From the line containing "the sky => a" down to the last line of the listing, quote everything word for word, and nothing else, keeping pictures out.

-- Opening Marker --

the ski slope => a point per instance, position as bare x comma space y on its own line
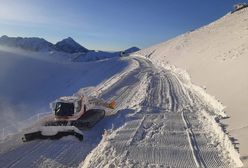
159, 121
166, 128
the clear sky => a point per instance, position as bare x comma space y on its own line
108, 24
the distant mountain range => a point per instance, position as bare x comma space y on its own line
67, 45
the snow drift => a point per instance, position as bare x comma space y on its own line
215, 56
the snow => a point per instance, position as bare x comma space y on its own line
171, 101
29, 81
215, 56
70, 46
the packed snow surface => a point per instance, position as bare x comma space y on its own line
216, 58
158, 122
162, 118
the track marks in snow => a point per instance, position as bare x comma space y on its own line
166, 130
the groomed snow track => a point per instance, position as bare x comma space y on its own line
160, 127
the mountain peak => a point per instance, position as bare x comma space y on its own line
70, 45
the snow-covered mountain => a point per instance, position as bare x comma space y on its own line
216, 57
67, 45
131, 50
162, 119
32, 44
70, 46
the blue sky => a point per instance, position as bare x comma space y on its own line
108, 24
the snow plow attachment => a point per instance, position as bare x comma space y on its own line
52, 132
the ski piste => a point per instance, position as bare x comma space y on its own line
158, 121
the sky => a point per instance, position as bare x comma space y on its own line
108, 24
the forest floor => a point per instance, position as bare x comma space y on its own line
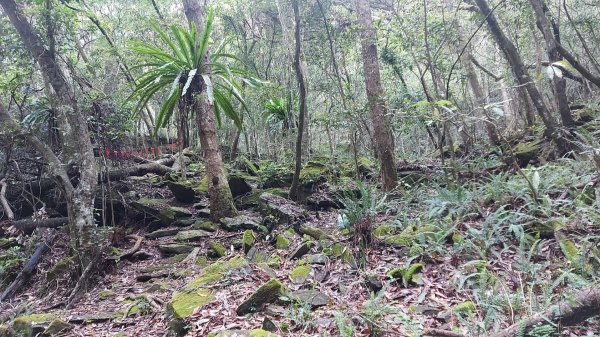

-- Closing Marker --

• _REPLY_:
the sky => a point per instance, position as bare x comma space y on its own line
108, 24
the forest floor => a point per instance, position as bare x comma space y on its own line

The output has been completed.